[Referring expression pointing data]
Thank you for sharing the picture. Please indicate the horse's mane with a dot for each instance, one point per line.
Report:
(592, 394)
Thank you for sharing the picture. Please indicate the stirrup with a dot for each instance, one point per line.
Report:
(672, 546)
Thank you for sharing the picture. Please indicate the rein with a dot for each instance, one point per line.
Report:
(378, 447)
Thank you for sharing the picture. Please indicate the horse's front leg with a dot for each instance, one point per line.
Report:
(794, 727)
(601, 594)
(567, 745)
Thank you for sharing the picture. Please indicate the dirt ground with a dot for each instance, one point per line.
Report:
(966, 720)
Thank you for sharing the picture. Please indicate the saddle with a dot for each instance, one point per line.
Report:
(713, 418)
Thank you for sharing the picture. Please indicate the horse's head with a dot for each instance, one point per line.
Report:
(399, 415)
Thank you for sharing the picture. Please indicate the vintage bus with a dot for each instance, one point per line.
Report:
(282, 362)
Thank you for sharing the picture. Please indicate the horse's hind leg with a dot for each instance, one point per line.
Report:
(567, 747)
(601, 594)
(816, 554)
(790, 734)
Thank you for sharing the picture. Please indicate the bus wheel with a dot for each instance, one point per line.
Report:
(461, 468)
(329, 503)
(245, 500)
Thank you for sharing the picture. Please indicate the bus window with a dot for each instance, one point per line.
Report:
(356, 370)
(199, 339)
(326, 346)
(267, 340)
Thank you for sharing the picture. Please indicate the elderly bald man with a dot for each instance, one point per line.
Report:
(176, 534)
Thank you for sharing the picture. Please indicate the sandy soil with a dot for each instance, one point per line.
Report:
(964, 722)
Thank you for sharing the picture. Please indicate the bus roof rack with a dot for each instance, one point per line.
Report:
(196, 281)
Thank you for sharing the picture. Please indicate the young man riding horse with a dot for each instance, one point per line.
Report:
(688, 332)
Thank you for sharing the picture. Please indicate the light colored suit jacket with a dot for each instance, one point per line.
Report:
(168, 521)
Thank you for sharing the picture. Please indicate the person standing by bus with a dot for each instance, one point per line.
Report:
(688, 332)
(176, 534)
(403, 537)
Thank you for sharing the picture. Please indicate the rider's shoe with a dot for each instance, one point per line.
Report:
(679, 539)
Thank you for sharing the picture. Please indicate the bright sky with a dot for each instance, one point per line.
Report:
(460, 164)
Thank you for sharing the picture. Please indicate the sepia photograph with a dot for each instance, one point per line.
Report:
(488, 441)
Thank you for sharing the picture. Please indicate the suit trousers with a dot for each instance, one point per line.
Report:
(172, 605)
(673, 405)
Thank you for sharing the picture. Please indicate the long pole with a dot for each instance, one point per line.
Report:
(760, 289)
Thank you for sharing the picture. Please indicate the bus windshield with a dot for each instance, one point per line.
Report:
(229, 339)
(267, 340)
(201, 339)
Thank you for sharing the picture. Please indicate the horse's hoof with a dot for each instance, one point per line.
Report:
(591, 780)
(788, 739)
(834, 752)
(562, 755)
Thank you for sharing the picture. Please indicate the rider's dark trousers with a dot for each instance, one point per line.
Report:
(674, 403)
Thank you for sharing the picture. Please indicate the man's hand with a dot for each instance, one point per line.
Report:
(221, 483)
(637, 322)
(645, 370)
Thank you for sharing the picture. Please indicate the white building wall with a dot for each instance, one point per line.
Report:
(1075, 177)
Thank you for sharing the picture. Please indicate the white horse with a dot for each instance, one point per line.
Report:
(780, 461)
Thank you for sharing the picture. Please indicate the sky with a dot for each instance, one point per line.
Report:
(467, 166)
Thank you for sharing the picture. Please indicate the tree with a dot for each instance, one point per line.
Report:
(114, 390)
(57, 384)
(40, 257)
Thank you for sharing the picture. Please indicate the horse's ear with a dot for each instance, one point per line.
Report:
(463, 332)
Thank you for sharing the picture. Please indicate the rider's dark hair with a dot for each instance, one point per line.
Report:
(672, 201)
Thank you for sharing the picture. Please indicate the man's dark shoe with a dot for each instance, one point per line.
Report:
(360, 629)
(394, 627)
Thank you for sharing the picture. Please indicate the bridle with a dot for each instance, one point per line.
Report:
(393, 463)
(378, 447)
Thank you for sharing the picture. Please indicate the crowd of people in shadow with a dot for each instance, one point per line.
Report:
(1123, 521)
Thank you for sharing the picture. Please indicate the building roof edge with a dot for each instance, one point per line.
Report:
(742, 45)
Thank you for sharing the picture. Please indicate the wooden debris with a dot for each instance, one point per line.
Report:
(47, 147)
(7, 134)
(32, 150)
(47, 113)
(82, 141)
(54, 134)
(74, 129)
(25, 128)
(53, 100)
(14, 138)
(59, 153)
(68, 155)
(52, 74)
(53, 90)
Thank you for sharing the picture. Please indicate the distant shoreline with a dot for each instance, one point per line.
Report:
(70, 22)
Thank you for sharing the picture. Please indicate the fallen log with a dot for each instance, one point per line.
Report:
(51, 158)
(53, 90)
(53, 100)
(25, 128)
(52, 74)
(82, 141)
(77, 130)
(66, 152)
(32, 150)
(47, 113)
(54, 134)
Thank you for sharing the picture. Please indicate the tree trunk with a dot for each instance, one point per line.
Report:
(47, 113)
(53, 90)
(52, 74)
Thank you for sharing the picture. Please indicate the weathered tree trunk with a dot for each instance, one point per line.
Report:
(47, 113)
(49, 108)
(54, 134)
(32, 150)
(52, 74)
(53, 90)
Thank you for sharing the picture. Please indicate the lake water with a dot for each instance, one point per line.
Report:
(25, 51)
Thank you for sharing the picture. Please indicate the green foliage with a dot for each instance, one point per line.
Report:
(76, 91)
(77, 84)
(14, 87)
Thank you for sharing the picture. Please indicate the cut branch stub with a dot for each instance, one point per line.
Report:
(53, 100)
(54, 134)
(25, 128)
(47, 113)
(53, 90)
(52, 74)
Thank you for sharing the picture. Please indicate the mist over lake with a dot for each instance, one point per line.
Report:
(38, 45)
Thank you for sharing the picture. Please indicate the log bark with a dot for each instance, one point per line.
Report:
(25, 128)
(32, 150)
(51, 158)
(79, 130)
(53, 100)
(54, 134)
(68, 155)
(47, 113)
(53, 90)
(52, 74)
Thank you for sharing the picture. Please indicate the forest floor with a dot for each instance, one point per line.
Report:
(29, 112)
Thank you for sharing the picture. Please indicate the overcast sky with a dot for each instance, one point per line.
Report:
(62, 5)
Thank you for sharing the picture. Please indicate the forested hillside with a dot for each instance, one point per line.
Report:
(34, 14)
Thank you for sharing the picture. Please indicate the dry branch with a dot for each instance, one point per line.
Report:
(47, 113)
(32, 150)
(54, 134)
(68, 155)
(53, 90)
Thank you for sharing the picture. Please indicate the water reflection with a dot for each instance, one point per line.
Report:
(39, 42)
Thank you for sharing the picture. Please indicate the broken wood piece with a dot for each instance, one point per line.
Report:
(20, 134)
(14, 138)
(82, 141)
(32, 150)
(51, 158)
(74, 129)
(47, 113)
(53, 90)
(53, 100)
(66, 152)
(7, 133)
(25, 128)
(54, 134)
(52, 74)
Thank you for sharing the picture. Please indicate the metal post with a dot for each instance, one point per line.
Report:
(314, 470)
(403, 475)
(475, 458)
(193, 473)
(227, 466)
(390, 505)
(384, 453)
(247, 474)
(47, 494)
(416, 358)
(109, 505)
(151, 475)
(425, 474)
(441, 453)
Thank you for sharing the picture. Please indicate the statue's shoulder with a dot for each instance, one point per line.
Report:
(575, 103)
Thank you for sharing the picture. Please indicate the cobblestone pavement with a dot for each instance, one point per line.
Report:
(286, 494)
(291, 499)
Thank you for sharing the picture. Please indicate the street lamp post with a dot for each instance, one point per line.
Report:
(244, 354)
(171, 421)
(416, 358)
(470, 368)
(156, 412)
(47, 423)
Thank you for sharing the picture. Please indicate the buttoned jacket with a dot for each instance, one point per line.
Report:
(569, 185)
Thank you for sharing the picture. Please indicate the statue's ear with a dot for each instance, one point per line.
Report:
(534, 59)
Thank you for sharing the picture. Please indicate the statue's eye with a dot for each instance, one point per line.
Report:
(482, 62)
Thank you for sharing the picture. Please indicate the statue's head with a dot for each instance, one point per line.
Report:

Exercise objective:
Across the entries above, find each line with the word "statue" and please copy it out.

Solution for this problem:
Thank you for sharing the picture. Please indicate the statue's shoulder with a dot for each instance, one point per line.
Thank you for sharing the picture. Please indicate the statue's ear with a dot for each instance, one point per line.
Thank you for sharing the picture. Please indicate the statue's eye with a dot for each instance, one point per line.
Thank you for sharing the picture. Please indicate the statue's head with a dot for each instance, one point per line.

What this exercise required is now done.